Passage extrait =
En juin 2020, Michka, la grande dame du cannabis, publiait son nouvel opus. Un livre à la magnifique couverture où elle apparaît sereine et lumineuse, un joint à la main. Mais ne vous y trompez pas, ce livre est bien plus qu’un livre sur le cannabis, c’est l’autobiographie d’une femme passionnée, éprise de liberté, d’amour et d’aventure.
Un livre empreint d’une grande sagesse, dans lequel elle nous invite à survoler sa vie avec elle, enchaînant les souvenirs et les réflexions qu’ils lui inspirent.

Lignes présentées =
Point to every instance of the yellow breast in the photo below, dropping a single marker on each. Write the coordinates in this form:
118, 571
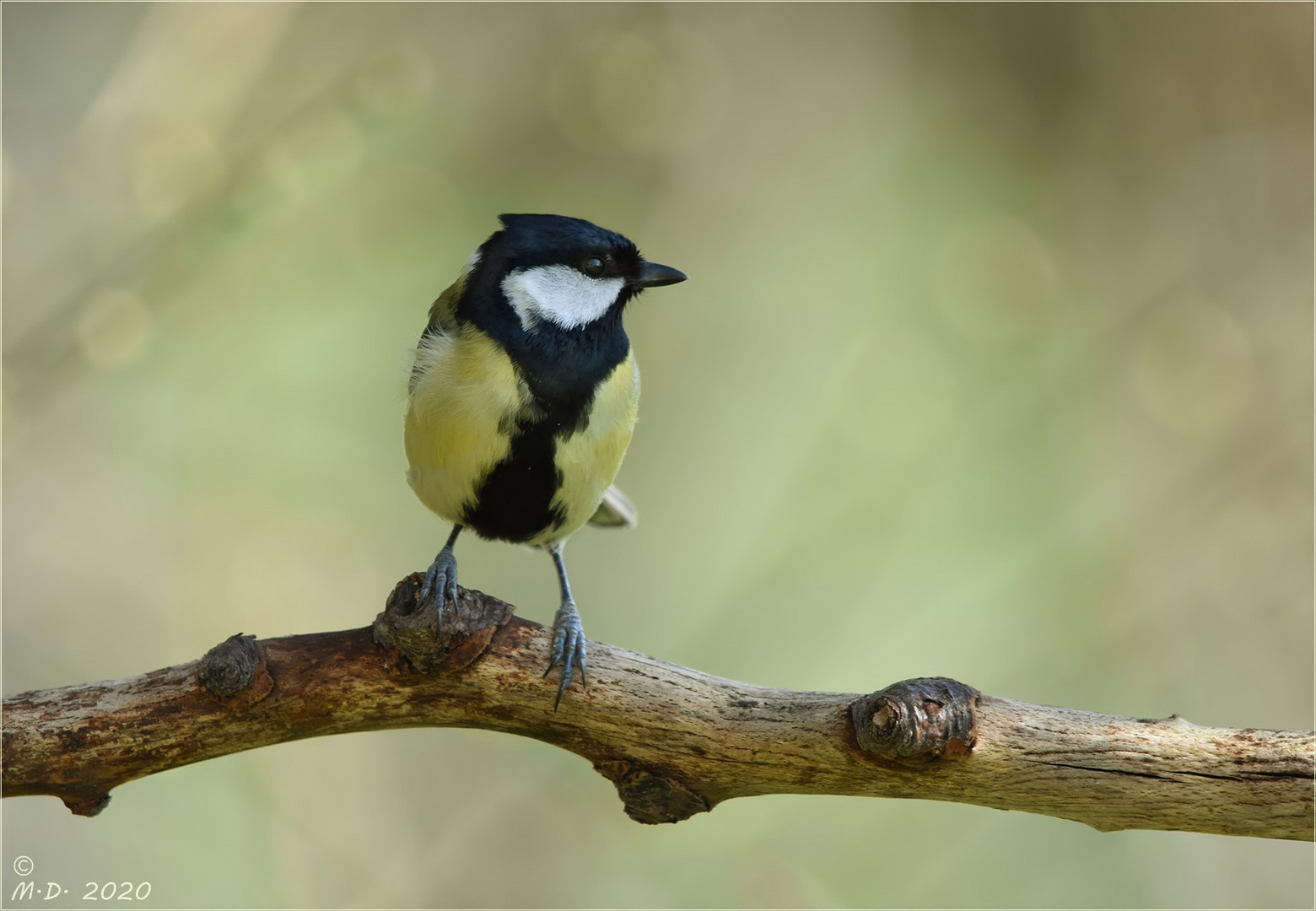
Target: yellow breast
589, 460
461, 404
465, 403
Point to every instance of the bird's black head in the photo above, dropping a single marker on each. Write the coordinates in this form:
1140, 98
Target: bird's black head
556, 272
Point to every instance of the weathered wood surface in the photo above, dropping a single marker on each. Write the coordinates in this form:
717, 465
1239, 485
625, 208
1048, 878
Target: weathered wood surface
674, 741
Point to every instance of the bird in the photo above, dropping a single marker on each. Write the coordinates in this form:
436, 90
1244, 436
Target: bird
523, 399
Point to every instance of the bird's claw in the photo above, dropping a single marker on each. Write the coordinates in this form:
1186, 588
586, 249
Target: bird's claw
440, 582
568, 648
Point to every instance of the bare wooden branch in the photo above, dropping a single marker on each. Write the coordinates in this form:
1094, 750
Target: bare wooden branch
674, 741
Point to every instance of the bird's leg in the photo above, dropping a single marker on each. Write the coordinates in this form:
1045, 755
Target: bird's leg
568, 632
441, 577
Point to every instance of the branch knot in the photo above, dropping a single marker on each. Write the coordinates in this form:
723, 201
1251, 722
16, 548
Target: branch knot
434, 643
918, 722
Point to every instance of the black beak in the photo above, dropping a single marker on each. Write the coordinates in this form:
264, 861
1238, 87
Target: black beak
651, 275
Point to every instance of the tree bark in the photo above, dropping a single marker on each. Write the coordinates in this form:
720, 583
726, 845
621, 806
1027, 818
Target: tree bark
672, 740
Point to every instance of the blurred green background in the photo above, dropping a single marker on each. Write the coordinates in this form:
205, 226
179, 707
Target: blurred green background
995, 362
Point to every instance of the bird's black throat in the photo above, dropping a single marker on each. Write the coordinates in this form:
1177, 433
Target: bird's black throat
562, 370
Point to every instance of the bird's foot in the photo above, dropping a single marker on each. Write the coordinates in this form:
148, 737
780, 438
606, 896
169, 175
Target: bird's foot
440, 582
568, 647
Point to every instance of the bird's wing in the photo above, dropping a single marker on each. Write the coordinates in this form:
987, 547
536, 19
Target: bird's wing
615, 511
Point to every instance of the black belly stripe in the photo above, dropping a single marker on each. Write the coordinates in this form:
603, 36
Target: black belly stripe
515, 500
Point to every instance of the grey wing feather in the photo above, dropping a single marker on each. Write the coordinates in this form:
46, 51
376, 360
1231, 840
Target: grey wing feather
615, 511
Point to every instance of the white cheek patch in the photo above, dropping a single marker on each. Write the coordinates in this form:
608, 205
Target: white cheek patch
561, 295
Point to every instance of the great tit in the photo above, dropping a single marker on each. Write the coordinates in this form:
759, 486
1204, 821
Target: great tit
524, 395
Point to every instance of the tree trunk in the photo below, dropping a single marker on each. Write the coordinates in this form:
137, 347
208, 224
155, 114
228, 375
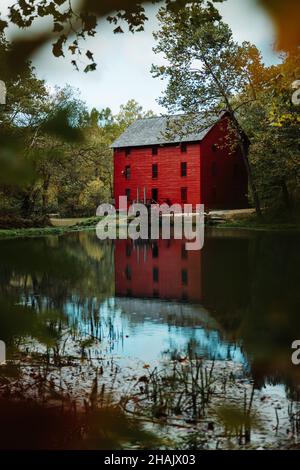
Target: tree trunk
245, 154
286, 195
244, 145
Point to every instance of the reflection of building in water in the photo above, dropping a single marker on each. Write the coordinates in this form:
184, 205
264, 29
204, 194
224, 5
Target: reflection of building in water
158, 269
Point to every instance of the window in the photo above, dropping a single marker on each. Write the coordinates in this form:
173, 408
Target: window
184, 297
154, 171
214, 195
128, 250
184, 277
183, 194
155, 250
128, 273
183, 168
214, 169
154, 194
127, 172
183, 147
184, 252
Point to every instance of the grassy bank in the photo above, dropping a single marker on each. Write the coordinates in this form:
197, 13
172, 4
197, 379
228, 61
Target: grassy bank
61, 226
58, 227
251, 222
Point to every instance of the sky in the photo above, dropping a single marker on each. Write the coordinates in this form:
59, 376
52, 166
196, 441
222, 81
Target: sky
124, 61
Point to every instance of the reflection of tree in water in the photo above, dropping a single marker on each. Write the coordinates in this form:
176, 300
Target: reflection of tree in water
252, 287
42, 279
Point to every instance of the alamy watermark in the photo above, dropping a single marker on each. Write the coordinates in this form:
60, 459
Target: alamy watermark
2, 352
140, 221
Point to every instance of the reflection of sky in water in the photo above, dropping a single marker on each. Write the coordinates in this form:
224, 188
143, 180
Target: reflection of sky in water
149, 338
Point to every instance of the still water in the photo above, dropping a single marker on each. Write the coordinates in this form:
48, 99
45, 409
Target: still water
236, 300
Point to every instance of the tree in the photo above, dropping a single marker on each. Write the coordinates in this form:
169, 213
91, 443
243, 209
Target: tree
129, 113
272, 122
208, 72
80, 20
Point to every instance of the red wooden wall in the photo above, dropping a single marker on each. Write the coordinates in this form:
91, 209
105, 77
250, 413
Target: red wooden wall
169, 181
224, 182
161, 269
214, 177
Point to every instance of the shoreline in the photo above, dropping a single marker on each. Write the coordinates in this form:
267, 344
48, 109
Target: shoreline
242, 225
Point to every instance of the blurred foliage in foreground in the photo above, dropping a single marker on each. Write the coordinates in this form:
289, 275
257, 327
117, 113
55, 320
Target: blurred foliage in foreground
55, 156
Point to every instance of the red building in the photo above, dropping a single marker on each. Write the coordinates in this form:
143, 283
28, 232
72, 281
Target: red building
197, 168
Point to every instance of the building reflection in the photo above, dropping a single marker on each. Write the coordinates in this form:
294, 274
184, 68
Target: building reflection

Vos consignes = Retranscrivez en entier, mot pour mot, le passage sur le livre de Michka. Les lignes forment un matériau à part, sans lien avec le passage.

La réponse =
En juin 2020, Michka, la grande dame du cannabis, publiait son nouvel opus. Un livre à la magnifique couverture où elle apparaît sereine et lumineuse, un joint à la main. Mais ne vous y trompez pas, ce livre est bien plus qu’un livre sur le cannabis, c’est l’autobiographie d’une femme passionnée, éprise de liberté, d’amour et d’aventure.
Un livre empreint d’une grande sagesse, dans lequel elle nous invite à survoler sa vie avec elle, enchaînant les souvenirs et les réflexions qu’ils lui inspirent.